• _Input data_:
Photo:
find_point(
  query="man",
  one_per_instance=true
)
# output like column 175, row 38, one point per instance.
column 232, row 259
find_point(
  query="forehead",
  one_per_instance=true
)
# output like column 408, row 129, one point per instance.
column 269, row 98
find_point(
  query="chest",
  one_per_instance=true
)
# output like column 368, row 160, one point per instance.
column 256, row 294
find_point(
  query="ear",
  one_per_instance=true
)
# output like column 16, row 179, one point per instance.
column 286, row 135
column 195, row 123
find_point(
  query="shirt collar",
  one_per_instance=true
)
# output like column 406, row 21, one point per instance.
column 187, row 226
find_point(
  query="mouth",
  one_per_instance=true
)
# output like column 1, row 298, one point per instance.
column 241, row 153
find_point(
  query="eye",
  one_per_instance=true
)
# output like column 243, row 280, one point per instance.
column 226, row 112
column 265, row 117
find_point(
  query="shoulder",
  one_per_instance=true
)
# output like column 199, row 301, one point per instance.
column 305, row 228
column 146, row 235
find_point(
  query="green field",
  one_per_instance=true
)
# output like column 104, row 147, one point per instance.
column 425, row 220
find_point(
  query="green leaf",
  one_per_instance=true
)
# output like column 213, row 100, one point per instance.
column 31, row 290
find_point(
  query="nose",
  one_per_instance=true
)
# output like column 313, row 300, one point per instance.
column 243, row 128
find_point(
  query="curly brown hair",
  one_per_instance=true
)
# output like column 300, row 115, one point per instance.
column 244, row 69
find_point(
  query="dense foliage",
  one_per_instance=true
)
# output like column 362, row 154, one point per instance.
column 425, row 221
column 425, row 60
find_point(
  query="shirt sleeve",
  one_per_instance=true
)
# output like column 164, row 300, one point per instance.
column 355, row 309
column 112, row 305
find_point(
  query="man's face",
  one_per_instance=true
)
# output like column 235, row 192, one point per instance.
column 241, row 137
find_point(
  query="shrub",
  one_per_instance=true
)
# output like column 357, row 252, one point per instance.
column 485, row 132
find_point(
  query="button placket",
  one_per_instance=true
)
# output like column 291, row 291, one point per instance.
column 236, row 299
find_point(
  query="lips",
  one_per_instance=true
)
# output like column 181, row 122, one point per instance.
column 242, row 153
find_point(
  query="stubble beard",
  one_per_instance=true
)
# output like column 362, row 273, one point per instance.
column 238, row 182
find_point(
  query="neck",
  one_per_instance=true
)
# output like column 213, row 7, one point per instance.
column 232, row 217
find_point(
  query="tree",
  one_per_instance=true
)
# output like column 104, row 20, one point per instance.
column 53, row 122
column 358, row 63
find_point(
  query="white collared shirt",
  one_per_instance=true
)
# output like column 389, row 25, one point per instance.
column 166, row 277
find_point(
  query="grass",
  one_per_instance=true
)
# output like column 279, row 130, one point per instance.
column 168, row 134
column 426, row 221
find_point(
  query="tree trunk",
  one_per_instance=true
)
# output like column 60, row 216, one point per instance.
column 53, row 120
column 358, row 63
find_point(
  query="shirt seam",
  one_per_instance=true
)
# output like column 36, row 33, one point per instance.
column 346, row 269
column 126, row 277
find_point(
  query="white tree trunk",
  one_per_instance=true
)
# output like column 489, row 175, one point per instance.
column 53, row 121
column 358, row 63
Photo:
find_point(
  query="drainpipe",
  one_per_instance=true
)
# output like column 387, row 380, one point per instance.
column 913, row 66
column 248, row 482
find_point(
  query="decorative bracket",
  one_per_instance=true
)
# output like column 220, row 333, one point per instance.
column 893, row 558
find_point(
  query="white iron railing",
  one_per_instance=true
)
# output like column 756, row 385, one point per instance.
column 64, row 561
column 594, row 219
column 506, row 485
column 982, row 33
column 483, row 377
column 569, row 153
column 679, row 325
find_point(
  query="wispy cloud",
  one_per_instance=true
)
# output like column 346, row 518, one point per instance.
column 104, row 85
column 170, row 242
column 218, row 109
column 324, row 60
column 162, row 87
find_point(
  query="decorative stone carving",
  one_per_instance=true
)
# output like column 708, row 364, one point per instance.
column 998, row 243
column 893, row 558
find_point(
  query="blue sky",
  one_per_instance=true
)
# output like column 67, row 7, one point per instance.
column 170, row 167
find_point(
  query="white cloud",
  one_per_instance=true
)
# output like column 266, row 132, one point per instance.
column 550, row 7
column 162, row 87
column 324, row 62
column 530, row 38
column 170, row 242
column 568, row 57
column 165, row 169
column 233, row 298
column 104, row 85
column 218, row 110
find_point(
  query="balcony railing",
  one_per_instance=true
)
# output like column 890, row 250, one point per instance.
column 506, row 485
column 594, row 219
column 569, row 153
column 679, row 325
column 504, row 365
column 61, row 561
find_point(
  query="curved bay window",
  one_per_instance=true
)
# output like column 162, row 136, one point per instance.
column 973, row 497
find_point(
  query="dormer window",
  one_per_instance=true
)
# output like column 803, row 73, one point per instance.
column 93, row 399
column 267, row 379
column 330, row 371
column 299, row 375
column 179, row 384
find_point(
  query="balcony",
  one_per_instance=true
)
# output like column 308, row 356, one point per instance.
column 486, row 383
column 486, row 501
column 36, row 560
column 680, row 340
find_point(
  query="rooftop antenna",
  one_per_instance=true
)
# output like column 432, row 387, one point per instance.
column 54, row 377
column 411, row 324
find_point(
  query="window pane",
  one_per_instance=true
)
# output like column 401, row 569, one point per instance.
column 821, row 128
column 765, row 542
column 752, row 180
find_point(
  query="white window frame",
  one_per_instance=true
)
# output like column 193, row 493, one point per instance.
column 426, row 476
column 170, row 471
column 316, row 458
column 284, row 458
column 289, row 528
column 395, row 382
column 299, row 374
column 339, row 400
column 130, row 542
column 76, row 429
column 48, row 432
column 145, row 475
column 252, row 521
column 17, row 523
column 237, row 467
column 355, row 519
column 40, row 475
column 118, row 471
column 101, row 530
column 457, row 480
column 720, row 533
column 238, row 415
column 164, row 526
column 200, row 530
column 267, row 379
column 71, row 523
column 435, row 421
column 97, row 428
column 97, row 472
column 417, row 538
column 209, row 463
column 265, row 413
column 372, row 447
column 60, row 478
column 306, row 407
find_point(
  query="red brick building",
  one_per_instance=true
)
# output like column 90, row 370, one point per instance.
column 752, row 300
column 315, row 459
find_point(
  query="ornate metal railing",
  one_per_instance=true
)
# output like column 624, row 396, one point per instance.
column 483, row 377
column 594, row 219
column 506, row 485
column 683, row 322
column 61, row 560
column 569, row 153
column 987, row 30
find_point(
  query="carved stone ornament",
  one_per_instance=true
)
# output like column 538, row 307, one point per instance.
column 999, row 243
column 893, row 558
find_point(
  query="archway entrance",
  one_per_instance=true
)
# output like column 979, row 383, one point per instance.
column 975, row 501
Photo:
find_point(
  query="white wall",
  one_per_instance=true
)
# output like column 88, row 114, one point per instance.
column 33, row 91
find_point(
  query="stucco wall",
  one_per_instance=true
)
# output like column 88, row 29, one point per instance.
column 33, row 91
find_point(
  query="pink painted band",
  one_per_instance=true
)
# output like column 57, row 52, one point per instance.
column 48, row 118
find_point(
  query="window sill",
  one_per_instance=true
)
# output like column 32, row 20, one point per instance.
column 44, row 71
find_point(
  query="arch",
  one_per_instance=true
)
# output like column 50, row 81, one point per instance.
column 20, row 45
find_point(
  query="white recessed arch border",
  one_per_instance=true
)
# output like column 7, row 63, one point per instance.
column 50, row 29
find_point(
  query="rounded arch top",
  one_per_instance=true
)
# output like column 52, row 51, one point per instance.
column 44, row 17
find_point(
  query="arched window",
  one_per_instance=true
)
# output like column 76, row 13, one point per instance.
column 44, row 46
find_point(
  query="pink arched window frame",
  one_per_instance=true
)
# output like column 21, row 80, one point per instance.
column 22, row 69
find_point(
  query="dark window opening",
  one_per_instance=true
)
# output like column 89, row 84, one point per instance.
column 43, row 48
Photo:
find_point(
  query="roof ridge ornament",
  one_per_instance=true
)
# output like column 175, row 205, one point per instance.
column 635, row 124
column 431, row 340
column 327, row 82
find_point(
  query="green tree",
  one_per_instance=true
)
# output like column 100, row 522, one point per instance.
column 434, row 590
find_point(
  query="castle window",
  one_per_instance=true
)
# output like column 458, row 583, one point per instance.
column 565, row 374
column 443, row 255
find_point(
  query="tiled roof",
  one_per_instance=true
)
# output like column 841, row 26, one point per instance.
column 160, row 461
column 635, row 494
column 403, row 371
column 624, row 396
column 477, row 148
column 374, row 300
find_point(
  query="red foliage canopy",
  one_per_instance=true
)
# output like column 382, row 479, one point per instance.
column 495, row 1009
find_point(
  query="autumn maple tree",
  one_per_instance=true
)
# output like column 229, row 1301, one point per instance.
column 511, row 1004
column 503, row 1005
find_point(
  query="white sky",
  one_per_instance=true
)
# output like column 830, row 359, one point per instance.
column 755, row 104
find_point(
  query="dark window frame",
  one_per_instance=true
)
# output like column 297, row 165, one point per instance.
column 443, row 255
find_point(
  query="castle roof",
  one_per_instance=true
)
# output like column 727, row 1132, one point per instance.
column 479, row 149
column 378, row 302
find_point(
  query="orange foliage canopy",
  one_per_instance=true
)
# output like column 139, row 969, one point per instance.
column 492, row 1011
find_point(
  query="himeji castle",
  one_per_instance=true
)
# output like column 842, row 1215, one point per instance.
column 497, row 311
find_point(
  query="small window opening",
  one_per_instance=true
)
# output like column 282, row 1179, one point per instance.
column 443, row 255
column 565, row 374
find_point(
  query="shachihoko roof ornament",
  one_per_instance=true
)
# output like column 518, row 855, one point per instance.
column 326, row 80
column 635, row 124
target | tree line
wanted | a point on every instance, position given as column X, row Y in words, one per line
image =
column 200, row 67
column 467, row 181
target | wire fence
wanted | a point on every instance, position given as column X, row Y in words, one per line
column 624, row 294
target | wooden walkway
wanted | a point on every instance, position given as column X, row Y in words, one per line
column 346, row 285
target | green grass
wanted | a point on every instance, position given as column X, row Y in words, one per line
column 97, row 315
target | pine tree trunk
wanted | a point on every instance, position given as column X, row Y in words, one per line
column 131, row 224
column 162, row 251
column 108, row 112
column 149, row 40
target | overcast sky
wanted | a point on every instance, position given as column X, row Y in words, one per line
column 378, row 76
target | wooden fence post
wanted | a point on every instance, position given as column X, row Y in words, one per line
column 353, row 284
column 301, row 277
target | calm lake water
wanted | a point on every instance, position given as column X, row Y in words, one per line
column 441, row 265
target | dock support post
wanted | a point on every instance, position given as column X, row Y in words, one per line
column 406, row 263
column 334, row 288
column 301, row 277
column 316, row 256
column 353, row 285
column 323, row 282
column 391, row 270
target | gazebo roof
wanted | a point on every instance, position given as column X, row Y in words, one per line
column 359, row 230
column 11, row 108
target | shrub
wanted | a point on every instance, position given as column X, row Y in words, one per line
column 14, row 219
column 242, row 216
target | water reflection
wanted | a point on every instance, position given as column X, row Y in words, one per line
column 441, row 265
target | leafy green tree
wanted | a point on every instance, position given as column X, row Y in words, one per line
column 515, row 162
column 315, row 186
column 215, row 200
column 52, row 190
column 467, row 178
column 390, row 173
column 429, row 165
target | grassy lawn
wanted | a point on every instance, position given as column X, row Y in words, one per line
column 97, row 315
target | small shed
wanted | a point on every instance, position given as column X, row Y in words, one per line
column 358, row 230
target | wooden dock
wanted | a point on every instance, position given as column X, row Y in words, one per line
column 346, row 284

• _Instructions for the task_:
Print from the line containing "target | pine tree trunk" to the last line above, exactly as written.

• _Response below_:
target | pine tree trunk
wanted | a point on every instance, position given as column X, row Y in words, one per line
column 131, row 224
column 162, row 251
column 108, row 112
column 149, row 40
target | overcast sky
wanted | a point on every instance, position given as column X, row Y in words, one per line
column 378, row 76
target | wooden fence post
wanted | a point on every instance, position given as column X, row Y in words, one per line
column 353, row 284
column 301, row 277
target | calm lake water
wanted | a point on every instance, position given as column X, row Y in words, one per line
column 441, row 265
target | dock support post
wanted | a point on every instance, position given as column X, row Y in words, one per line
column 406, row 263
column 334, row 288
column 301, row 277
column 316, row 256
column 353, row 285
column 323, row 282
column 391, row 270
target | gazebo roof
wanted | a point on every instance, position given as column X, row Y in words, one per line
column 359, row 230
column 11, row 108
target | shrub
wanted | a point on every instance, position given as column X, row Y in words, one per line
column 14, row 219
column 242, row 216
target | water reflection
wanted | a point on every instance, position given as column X, row Y in words, one per line
column 441, row 265
target | leafy green tree
wanted | a point on every instance, position given as column X, row Y in words, one per line
column 515, row 162
column 315, row 186
column 215, row 200
column 52, row 190
column 467, row 178
column 390, row 173
column 429, row 165
target | grassy lawn
wanted | a point on every instance, position given as column X, row Y in words, one per line
column 97, row 315
target | small shed
wanted | a point on every instance, position given as column X, row Y in words, one per line
column 358, row 230
target | wooden dock
wanted | a point on every instance, position given as column X, row Y in words, one per line
column 346, row 284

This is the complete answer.